◆ Task directions ◆
Pictures stay out of the copy. Transcribe exactly, and only, the line with "of the eyeglasses" through the last line of the entries below.

◆ Supplied information ◆
= = =

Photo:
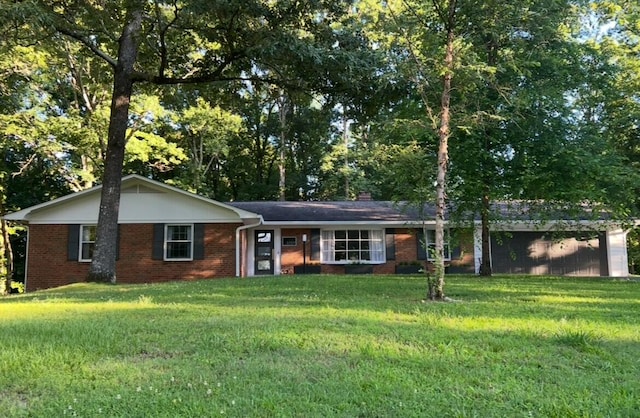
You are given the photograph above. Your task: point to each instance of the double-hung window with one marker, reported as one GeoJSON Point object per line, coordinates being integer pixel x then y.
{"type": "Point", "coordinates": [87, 242]}
{"type": "Point", "coordinates": [178, 242]}
{"type": "Point", "coordinates": [431, 245]}
{"type": "Point", "coordinates": [353, 246]}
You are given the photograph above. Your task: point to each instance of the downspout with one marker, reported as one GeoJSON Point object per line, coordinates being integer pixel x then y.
{"type": "Point", "coordinates": [26, 259]}
{"type": "Point", "coordinates": [238, 250]}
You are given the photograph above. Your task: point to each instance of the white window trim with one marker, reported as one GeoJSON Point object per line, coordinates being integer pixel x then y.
{"type": "Point", "coordinates": [81, 242]}
{"type": "Point", "coordinates": [295, 241]}
{"type": "Point", "coordinates": [323, 250]}
{"type": "Point", "coordinates": [431, 233]}
{"type": "Point", "coordinates": [166, 243]}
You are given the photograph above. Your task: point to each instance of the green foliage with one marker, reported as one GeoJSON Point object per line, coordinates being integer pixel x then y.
{"type": "Point", "coordinates": [323, 346]}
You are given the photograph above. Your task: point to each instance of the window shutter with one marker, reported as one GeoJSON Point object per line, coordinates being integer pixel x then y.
{"type": "Point", "coordinates": [315, 245]}
{"type": "Point", "coordinates": [198, 241]}
{"type": "Point", "coordinates": [390, 243]}
{"type": "Point", "coordinates": [158, 242]}
{"type": "Point", "coordinates": [420, 243]}
{"type": "Point", "coordinates": [73, 243]}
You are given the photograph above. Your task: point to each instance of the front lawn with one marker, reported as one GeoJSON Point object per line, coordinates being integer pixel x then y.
{"type": "Point", "coordinates": [322, 346]}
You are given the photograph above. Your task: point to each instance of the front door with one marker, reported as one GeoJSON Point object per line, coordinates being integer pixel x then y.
{"type": "Point", "coordinates": [264, 252]}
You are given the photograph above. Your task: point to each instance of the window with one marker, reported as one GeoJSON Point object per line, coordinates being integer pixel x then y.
{"type": "Point", "coordinates": [289, 241]}
{"type": "Point", "coordinates": [87, 242]}
{"type": "Point", "coordinates": [178, 242]}
{"type": "Point", "coordinates": [431, 245]}
{"type": "Point", "coordinates": [353, 246]}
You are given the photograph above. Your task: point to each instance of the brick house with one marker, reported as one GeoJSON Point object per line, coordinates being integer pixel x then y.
{"type": "Point", "coordinates": [166, 233]}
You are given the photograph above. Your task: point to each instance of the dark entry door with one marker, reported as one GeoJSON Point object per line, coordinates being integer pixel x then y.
{"type": "Point", "coordinates": [264, 252]}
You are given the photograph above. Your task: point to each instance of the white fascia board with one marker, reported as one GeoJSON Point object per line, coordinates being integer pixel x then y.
{"type": "Point", "coordinates": [551, 225]}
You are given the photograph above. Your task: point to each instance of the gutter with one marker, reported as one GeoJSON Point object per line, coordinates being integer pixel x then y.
{"type": "Point", "coordinates": [238, 250]}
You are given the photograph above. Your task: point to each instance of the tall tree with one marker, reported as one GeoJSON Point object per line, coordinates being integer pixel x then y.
{"type": "Point", "coordinates": [196, 41]}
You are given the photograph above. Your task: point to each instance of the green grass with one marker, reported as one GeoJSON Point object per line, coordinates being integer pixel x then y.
{"type": "Point", "coordinates": [322, 346]}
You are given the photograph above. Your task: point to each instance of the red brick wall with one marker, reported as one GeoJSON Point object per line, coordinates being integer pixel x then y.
{"type": "Point", "coordinates": [49, 267]}
{"type": "Point", "coordinates": [406, 250]}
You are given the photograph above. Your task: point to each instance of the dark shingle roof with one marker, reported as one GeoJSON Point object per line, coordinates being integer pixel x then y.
{"type": "Point", "coordinates": [338, 211]}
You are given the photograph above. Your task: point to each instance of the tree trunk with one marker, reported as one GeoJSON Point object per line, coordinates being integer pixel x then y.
{"type": "Point", "coordinates": [7, 252]}
{"type": "Point", "coordinates": [103, 263]}
{"type": "Point", "coordinates": [485, 262]}
{"type": "Point", "coordinates": [437, 292]}
{"type": "Point", "coordinates": [282, 170]}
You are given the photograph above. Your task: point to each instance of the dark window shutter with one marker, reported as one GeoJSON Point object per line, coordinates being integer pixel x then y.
{"type": "Point", "coordinates": [118, 244]}
{"type": "Point", "coordinates": [456, 252]}
{"type": "Point", "coordinates": [315, 245]}
{"type": "Point", "coordinates": [158, 242]}
{"type": "Point", "coordinates": [73, 243]}
{"type": "Point", "coordinates": [420, 243]}
{"type": "Point", "coordinates": [390, 242]}
{"type": "Point", "coordinates": [198, 242]}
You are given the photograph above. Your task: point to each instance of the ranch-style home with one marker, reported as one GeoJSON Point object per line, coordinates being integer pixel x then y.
{"type": "Point", "coordinates": [166, 233]}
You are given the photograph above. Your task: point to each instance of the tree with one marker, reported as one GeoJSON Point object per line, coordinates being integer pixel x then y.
{"type": "Point", "coordinates": [197, 41]}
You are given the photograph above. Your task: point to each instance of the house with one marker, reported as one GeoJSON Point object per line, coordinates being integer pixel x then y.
{"type": "Point", "coordinates": [166, 233]}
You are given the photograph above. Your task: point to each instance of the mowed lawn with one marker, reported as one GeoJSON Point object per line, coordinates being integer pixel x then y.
{"type": "Point", "coordinates": [324, 346]}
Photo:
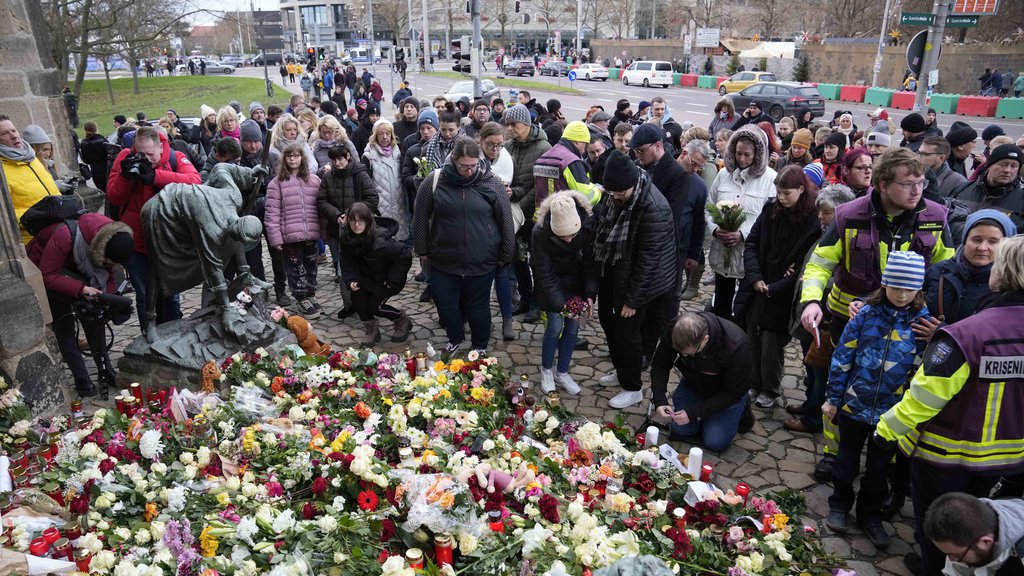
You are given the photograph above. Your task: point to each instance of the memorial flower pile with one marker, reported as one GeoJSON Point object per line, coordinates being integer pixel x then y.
{"type": "Point", "coordinates": [366, 464]}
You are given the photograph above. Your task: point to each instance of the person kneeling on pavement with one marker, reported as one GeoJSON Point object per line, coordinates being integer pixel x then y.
{"type": "Point", "coordinates": [711, 402]}
{"type": "Point", "coordinates": [77, 266]}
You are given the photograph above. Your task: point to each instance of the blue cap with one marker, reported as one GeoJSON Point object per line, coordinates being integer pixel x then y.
{"type": "Point", "coordinates": [427, 116]}
{"type": "Point", "coordinates": [904, 270]}
{"type": "Point", "coordinates": [993, 217]}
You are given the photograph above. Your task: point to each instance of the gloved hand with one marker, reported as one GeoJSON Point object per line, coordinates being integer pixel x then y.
{"type": "Point", "coordinates": [146, 173]}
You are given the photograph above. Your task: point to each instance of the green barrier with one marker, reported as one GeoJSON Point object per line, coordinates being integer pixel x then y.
{"type": "Point", "coordinates": [708, 82]}
{"type": "Point", "coordinates": [1008, 108]}
{"type": "Point", "coordinates": [879, 96]}
{"type": "Point", "coordinates": [946, 104]}
{"type": "Point", "coordinates": [829, 91]}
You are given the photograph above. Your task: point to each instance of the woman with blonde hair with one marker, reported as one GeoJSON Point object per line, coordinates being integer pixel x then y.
{"type": "Point", "coordinates": [329, 132]}
{"type": "Point", "coordinates": [383, 160]}
{"type": "Point", "coordinates": [286, 131]}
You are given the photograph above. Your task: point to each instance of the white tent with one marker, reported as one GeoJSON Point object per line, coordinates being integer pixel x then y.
{"type": "Point", "coordinates": [770, 50]}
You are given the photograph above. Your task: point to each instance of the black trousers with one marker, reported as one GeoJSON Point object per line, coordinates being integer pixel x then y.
{"type": "Point", "coordinates": [875, 482]}
{"type": "Point", "coordinates": [64, 325]}
{"type": "Point", "coordinates": [930, 482]}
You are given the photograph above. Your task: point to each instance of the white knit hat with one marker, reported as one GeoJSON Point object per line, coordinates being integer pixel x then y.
{"type": "Point", "coordinates": [564, 218]}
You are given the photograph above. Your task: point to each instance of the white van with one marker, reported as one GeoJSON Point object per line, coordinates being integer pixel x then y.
{"type": "Point", "coordinates": [648, 73]}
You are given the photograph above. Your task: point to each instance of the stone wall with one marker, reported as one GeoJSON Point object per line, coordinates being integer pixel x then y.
{"type": "Point", "coordinates": [30, 84]}
{"type": "Point", "coordinates": [960, 66]}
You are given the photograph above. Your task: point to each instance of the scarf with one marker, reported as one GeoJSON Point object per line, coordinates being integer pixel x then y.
{"type": "Point", "coordinates": [24, 154]}
{"type": "Point", "coordinates": [614, 231]}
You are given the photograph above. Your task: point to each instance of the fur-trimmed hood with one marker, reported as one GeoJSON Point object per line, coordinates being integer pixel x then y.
{"type": "Point", "coordinates": [581, 200]}
{"type": "Point", "coordinates": [755, 135]}
{"type": "Point", "coordinates": [97, 248]}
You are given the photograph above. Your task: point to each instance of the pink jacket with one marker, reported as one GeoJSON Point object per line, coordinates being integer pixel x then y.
{"type": "Point", "coordinates": [291, 210]}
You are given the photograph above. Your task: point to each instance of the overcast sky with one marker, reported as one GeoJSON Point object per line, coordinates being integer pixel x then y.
{"type": "Point", "coordinates": [216, 6]}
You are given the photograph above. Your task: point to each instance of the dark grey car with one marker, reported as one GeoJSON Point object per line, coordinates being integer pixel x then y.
{"type": "Point", "coordinates": [780, 98]}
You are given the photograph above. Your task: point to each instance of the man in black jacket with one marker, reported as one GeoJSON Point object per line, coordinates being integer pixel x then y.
{"type": "Point", "coordinates": [713, 356]}
{"type": "Point", "coordinates": [635, 251]}
{"type": "Point", "coordinates": [673, 181]}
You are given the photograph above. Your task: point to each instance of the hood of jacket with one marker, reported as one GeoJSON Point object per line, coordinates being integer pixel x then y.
{"type": "Point", "coordinates": [581, 200]}
{"type": "Point", "coordinates": [97, 247]}
{"type": "Point", "coordinates": [757, 136]}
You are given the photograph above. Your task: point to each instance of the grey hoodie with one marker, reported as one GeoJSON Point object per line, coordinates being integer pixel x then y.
{"type": "Point", "coordinates": [1010, 542]}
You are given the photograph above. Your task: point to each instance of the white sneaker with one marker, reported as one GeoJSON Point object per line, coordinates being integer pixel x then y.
{"type": "Point", "coordinates": [626, 399]}
{"type": "Point", "coordinates": [563, 379]}
{"type": "Point", "coordinates": [547, 379]}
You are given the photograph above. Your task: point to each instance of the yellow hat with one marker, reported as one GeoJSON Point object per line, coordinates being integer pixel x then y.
{"type": "Point", "coordinates": [577, 131]}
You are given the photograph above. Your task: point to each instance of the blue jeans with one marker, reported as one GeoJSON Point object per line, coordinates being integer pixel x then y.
{"type": "Point", "coordinates": [560, 334]}
{"type": "Point", "coordinates": [473, 293]}
{"type": "Point", "coordinates": [716, 430]}
{"type": "Point", "coordinates": [168, 307]}
{"type": "Point", "coordinates": [503, 285]}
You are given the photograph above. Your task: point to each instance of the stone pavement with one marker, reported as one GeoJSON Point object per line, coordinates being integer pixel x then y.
{"type": "Point", "coordinates": [769, 457]}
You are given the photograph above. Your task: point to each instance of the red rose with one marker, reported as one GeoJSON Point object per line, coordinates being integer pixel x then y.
{"type": "Point", "coordinates": [320, 486]}
{"type": "Point", "coordinates": [309, 510]}
{"type": "Point", "coordinates": [368, 500]}
{"type": "Point", "coordinates": [80, 504]}
{"type": "Point", "coordinates": [549, 508]}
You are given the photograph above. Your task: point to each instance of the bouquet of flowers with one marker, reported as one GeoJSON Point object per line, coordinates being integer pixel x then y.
{"type": "Point", "coordinates": [577, 309]}
{"type": "Point", "coordinates": [728, 215]}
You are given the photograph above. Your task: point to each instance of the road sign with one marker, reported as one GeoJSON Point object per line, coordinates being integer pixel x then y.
{"type": "Point", "coordinates": [976, 7]}
{"type": "Point", "coordinates": [709, 37]}
{"type": "Point", "coordinates": [957, 21]}
{"type": "Point", "coordinates": [915, 18]}
{"type": "Point", "coordinates": [915, 51]}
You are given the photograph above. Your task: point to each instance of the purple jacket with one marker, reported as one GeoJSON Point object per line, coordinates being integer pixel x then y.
{"type": "Point", "coordinates": [291, 210]}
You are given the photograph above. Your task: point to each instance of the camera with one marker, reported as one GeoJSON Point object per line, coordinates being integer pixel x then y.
{"type": "Point", "coordinates": [134, 162]}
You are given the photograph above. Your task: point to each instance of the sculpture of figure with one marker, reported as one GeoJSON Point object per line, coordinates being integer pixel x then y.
{"type": "Point", "coordinates": [198, 235]}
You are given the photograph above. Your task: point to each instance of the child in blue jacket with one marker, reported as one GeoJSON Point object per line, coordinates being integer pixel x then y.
{"type": "Point", "coordinates": [870, 368]}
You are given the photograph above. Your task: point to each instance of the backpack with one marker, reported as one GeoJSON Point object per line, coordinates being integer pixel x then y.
{"type": "Point", "coordinates": [50, 210]}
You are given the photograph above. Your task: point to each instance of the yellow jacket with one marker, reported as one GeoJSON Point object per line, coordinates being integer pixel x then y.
{"type": "Point", "coordinates": [29, 182]}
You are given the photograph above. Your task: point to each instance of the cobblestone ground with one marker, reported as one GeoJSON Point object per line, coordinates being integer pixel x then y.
{"type": "Point", "coordinates": [768, 458]}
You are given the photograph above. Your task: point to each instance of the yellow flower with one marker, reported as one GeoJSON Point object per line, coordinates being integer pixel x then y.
{"type": "Point", "coordinates": [208, 542]}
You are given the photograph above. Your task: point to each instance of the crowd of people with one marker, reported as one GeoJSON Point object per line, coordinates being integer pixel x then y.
{"type": "Point", "coordinates": [891, 256]}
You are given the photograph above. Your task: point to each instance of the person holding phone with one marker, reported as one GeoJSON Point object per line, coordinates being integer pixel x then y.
{"type": "Point", "coordinates": [713, 356]}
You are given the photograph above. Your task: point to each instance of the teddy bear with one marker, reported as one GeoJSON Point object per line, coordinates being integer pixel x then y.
{"type": "Point", "coordinates": [306, 337]}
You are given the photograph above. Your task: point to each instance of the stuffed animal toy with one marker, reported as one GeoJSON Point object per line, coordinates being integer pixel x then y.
{"type": "Point", "coordinates": [306, 337]}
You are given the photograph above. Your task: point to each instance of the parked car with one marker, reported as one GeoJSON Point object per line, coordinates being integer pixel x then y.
{"type": "Point", "coordinates": [741, 80]}
{"type": "Point", "coordinates": [554, 68]}
{"type": "Point", "coordinates": [648, 73]}
{"type": "Point", "coordinates": [212, 67]}
{"type": "Point", "coordinates": [780, 98]}
{"type": "Point", "coordinates": [520, 68]}
{"type": "Point", "coordinates": [465, 88]}
{"type": "Point", "coordinates": [592, 72]}
{"type": "Point", "coordinates": [272, 58]}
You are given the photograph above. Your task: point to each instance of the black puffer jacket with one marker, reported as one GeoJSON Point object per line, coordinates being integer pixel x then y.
{"type": "Point", "coordinates": [773, 245]}
{"type": "Point", "coordinates": [647, 270]}
{"type": "Point", "coordinates": [562, 271]}
{"type": "Point", "coordinates": [464, 225]}
{"type": "Point", "coordinates": [379, 263]}
{"type": "Point", "coordinates": [340, 189]}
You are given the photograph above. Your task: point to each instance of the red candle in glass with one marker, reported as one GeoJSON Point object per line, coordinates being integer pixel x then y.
{"type": "Point", "coordinates": [39, 547]}
{"type": "Point", "coordinates": [706, 471]}
{"type": "Point", "coordinates": [442, 549]}
{"type": "Point", "coordinates": [51, 535]}
{"type": "Point", "coordinates": [743, 490]}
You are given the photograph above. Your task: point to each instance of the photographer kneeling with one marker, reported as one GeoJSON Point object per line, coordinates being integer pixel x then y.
{"type": "Point", "coordinates": [78, 269]}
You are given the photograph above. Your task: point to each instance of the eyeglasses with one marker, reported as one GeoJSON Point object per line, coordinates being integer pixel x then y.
{"type": "Point", "coordinates": [919, 184]}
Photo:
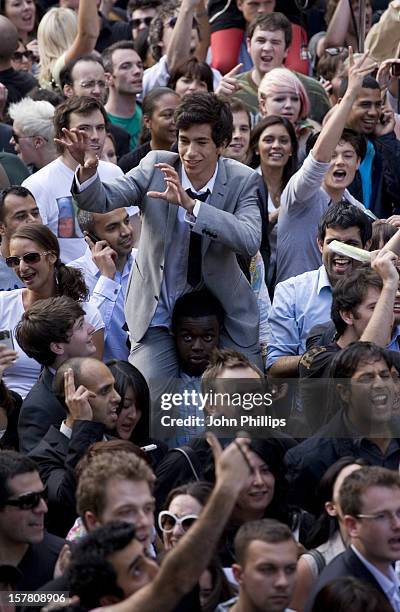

= = =

◆ Exercise output ◆
You are given the photograph above. Your task: point to each instance of the eyeglasses with one marker, reported as one GeoJSON Point object per line, coordinates being integer pixel x then y.
{"type": "Point", "coordinates": [919, 184]}
Photo:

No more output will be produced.